Your answer must be the lines of the entries below, exactly as written, from the first line through the line containing "Indicate the banana".
========================
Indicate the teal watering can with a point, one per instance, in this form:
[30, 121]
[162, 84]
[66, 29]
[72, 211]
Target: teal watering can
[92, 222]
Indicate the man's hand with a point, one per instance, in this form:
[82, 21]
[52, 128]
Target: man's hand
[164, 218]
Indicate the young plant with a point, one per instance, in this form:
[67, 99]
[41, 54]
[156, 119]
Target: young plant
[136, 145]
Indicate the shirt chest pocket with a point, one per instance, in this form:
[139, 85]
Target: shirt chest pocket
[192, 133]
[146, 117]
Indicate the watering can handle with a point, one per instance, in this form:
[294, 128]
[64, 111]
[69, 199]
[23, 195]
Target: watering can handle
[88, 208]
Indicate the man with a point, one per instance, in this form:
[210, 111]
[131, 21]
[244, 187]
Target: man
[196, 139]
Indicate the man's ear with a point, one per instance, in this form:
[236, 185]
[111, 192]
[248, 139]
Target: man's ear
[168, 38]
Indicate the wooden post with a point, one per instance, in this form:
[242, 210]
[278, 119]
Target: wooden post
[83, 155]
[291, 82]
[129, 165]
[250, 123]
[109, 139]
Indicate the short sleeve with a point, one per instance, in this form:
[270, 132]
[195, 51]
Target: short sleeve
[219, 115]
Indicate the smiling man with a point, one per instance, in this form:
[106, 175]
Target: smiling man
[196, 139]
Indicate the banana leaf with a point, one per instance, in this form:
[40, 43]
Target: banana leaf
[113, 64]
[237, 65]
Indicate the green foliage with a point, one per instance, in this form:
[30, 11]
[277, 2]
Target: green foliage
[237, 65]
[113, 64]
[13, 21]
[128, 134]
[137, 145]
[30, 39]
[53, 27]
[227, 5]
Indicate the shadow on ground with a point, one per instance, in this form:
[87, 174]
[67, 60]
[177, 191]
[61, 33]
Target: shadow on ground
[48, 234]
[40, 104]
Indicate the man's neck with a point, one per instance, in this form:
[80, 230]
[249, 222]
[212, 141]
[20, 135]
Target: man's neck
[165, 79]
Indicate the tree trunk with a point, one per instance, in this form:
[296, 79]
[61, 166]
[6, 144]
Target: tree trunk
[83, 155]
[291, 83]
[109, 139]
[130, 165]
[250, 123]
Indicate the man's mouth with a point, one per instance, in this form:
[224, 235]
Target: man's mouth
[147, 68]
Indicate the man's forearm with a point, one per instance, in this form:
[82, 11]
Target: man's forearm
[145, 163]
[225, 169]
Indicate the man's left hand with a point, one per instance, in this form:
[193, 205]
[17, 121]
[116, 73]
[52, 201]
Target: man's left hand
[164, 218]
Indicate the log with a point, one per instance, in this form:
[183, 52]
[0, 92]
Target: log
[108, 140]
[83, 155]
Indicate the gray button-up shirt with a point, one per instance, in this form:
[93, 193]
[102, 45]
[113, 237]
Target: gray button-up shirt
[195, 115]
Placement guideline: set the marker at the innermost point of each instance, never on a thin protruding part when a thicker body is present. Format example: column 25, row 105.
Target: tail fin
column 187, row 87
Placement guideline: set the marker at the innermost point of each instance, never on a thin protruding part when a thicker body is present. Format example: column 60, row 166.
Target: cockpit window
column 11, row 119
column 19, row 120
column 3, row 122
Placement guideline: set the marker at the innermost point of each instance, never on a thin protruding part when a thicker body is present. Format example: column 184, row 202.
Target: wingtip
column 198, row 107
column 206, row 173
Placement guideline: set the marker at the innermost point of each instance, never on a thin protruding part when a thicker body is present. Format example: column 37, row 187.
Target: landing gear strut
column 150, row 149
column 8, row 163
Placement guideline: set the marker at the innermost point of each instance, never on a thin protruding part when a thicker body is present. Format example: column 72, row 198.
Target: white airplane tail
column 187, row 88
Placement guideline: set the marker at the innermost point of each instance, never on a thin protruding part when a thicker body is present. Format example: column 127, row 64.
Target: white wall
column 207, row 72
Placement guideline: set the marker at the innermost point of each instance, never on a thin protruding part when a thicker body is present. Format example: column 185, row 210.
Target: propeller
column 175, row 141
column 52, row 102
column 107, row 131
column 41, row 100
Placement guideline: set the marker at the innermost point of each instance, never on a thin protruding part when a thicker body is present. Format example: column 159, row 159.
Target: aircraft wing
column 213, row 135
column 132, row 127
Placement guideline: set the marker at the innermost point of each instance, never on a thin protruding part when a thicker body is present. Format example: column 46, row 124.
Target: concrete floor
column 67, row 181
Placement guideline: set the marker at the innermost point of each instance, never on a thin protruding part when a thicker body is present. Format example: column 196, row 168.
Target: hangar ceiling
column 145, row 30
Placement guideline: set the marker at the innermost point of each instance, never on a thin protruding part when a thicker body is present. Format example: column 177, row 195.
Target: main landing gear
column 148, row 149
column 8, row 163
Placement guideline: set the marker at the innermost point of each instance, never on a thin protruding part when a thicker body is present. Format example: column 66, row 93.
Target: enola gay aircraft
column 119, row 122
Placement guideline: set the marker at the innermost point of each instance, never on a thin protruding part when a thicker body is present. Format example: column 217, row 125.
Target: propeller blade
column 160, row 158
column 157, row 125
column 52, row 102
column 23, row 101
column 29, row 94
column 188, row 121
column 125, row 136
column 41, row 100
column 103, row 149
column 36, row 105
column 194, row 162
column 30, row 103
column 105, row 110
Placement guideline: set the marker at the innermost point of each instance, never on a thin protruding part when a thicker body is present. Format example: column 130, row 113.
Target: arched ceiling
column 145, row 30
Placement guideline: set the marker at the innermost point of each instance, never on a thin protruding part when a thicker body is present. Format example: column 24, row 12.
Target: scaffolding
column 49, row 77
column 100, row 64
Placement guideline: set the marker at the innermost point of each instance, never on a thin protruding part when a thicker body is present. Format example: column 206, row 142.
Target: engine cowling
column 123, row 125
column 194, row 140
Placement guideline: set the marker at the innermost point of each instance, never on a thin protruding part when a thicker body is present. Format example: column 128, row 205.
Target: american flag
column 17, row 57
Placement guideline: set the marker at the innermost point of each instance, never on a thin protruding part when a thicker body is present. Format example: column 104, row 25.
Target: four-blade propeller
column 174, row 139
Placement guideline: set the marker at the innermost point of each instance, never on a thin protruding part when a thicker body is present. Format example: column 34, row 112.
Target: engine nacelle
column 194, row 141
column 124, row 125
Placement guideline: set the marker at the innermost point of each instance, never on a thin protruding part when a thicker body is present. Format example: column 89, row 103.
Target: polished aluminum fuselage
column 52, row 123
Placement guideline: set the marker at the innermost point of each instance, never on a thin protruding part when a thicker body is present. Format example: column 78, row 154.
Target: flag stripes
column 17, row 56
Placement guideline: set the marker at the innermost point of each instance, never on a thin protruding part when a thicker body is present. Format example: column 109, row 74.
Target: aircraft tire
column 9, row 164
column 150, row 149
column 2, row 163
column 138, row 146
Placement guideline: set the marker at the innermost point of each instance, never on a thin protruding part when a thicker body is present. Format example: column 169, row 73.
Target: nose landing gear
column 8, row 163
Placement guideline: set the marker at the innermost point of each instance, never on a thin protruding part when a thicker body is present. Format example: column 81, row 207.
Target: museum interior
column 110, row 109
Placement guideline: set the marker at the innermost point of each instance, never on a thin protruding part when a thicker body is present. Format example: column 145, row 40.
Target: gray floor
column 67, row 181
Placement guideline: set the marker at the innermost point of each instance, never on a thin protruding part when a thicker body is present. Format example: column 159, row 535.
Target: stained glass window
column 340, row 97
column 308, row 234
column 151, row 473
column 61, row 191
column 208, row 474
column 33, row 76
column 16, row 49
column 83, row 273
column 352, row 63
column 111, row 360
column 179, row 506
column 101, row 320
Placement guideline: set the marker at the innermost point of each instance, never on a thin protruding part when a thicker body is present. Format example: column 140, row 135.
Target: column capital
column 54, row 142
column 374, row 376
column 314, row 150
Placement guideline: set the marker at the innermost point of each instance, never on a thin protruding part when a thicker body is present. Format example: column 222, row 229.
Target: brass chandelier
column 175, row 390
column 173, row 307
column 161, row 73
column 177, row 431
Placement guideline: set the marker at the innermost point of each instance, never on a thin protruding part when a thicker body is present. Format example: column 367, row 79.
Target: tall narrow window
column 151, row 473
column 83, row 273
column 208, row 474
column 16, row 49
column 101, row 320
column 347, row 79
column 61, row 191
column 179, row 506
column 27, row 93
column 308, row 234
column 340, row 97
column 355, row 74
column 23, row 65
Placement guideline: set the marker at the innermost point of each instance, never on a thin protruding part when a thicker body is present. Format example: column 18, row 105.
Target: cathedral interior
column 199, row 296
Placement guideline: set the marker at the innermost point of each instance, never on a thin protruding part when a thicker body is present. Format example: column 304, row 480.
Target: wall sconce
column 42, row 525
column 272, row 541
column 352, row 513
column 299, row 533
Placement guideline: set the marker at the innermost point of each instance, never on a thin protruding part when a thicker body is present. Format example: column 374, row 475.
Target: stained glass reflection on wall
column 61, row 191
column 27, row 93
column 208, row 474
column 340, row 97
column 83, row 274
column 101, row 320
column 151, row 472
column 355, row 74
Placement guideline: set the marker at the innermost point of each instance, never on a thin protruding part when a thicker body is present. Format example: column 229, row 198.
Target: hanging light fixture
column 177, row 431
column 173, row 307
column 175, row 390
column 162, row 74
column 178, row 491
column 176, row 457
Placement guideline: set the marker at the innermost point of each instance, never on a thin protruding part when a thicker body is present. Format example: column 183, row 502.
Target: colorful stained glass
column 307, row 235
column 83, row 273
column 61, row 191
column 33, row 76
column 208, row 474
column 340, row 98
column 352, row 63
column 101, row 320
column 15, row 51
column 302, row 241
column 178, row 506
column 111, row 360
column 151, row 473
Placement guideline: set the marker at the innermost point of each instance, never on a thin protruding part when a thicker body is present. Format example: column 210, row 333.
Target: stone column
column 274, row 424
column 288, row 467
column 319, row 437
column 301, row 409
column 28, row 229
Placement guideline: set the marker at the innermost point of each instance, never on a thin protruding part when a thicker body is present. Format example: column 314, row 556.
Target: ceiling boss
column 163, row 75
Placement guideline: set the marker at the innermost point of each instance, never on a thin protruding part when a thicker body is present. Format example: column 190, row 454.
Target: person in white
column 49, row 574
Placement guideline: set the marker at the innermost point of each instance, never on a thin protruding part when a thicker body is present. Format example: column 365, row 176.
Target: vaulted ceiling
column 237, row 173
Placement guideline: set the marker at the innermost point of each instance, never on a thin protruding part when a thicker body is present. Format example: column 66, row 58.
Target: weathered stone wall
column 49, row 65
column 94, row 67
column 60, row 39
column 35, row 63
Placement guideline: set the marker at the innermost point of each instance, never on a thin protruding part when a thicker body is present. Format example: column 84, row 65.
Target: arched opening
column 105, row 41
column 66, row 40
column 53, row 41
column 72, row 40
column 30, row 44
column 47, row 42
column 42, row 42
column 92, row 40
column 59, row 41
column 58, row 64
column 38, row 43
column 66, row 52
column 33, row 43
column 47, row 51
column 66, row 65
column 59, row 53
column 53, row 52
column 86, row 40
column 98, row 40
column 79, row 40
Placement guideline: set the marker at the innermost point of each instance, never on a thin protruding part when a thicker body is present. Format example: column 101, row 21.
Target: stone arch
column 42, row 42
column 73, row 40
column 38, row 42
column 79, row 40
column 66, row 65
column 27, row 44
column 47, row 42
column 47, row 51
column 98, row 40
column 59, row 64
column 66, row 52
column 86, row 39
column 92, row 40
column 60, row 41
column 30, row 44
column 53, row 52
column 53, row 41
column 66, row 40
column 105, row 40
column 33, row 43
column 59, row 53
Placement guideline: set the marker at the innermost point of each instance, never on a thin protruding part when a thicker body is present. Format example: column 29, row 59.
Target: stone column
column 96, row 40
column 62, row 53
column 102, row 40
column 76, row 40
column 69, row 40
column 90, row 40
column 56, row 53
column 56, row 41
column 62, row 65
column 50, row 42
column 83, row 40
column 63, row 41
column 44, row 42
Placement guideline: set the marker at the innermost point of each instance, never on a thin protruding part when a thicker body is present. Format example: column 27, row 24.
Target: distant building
========================
Solution to this problem -
Indicate the teal watering can with a point, one per instance, in this form:
[30, 121]
[162, 84]
[66, 29]
[72, 211]
Target: teal watering can
[92, 222]
Indicate the man's hand with a point, one per instance, in this form:
[82, 21]
[52, 128]
Target: man's hand
[164, 218]
Indicate the young plant with a point, one per instance, in this form:
[67, 99]
[41, 54]
[156, 119]
Target: young plant
[136, 145]
Indicate the shirt chest pocket with a point, one per instance, in this form:
[139, 85]
Target: shirt chest pocket
[192, 133]
[146, 117]
Indicate the watering can handle with a point, one per instance, in this form:
[294, 128]
[64, 111]
[69, 199]
[23, 195]
Target: watering can handle
[88, 208]
Indicate the man with a point, one per instance, in this form:
[210, 111]
[131, 21]
[244, 187]
Target: man
[196, 139]
Indicate the man's ear with a point, one per instance, in this form:
[236, 185]
[111, 192]
[248, 139]
Target: man's ear
[168, 38]
Indicate the wooden post with a point, one per instance, in this form:
[242, 210]
[278, 119]
Target: wooden post
[83, 155]
[291, 82]
[129, 165]
[250, 123]
[109, 139]
Indicate the short sleeve with a point, one per instance, in this form:
[270, 132]
[195, 51]
Target: short sleeve
[219, 115]
Indicate the smiling man with a point, one per instance, in this form:
[106, 175]
Target: smiling man
[196, 139]
Indicate the banana leaf with a point, one per instance, in this form:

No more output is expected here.